» EXTRACTED TEXT:

* start *

16 May 2008
Economic and Social Council

Department of Public Information • News and Media Division • New York



In one of the most far-reaching international discussions on many of the problems that lie at the root of the current global food crisis, countries, at the Commission on Sustainable Development, emphasized the need for ramping up investment in research and development in innovative and sustainable agricultural technologies and infrastructure in developing countries.

The Commission, which concludes its two-week session today, examined the obstacles and barriers that have prevented sustainable development in the areas of agriculture, land use, rural development, drought, desertification and Africa.  Countries will follow-up on these issues with firm policy recommendations at next year’s meeting of the Commission.

The session also provided a foundation for international discussions on the global food crises that will take place in the Economic and Social Council next Tuesday, 20 May, in New York, and at the Food and Agriculture Organization in Rome on 3 to 5 June.

* end *

Location annotation dataset excerpts:
* start *

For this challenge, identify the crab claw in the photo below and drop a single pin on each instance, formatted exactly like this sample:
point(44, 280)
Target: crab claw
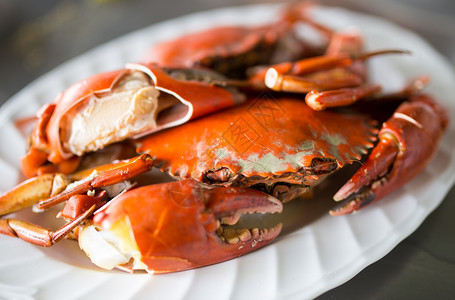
point(176, 226)
point(408, 142)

* end *

» REQUIREMENTS:
#1 In the press release about the Commission on Sustainable Development, when and where will the Economic and Social Council hold its discussions on the global food crises?
#2 Go on with the press release about the Commission on Sustainable Development from its final sentence.

» RESPONSES TO THE TASKS:
#1 Next Tuesday, 20 May, in New York.

#2
United Nations Secretary-General Ban Ki-moon, in an address to the Commission on Sustainable Development, said: “After a quarter century of relative neglect, agriculture is back on the international agenda, sadly with a vengeance.  The onset of the current food crisis has highlighted the fragility of our success in feeding the world’s growing population with the technologies of the first green revolution and subsequent agricultural improvements.”

The Secretary-General stressed that agriculture needs invigorating.  “We need to work together to develop a new generation of technologies and farming methods, which make possible a second green revolution, one which permits sustainable yield improvements with minimal environmental damage and contributes to sustainable development goals.”

“Let me be clear,” said United Nations Under-Secretary-General for Economic and Social Affairs Sha Zukang.  “We do need to address the runaway food prices as an emergency.  We need to take quick, targeted action to deliver emergency food aid to the people in need.”  But he added that crisis management alone was not enough.  “We need to make sure it does not happen again.”

Many countries expressed concern during the Commission that a number of factors had contributed to the present situation, including climate change, unfair trade policies, poor land management and a lack of roads and access to markets in rural agricultural areas.

Countries voiced concerns about the use of biofuels, but many delegations said biofuels can help overcome fossil fuel dependency, mitigate greenhouse gases and provide employment opportunities if it was done properly.  Some countries indicated that they are undertaking further study to explore ways to ensure that its use contributes to sustainable development.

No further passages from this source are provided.